▸ Data for processing:
◇ ◇ ◇ ◇ ◇ ◇ ◇
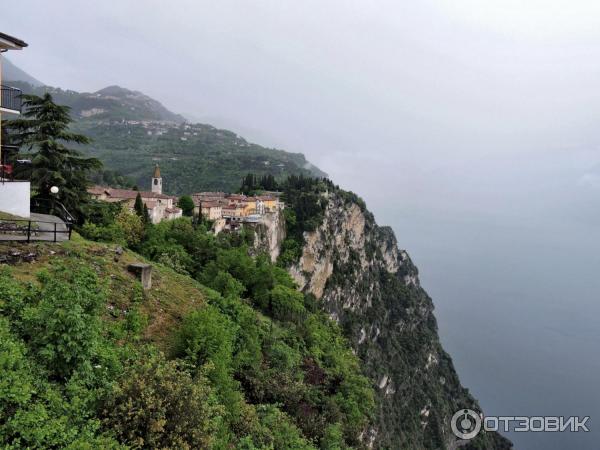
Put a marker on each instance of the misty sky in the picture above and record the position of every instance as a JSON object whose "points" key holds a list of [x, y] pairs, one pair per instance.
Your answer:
{"points": [[448, 104]]}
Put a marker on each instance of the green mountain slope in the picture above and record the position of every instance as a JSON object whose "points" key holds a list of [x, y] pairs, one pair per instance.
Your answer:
{"points": [[90, 360], [132, 132]]}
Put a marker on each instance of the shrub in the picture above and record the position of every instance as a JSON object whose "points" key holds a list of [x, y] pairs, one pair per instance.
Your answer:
{"points": [[158, 405]]}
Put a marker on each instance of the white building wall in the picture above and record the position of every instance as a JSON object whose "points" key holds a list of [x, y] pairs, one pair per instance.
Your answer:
{"points": [[15, 198]]}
◇ ◇ ◇ ◇ ◇ ◇ ◇
▸ Exercise instructions: While leaving pictures out, reproduce exactly the lines from the beginning of the listing above through the line containing "Put a marker on each instance of the green", both ends included.

▸ Exercise answer:
Put a marker on each instance of the misty sky in the picture above and record the position of every instance as a JSON object whose "points" key holds a list of [x, y] pairs, one pair per instance.
Your answer:
{"points": [[448, 104]]}
Put a marker on each instance of the green mountain slope in the picture above and record the position of every instance as a JSON object whose "points" key holds a list of [x, y] pairs, one pair per instance.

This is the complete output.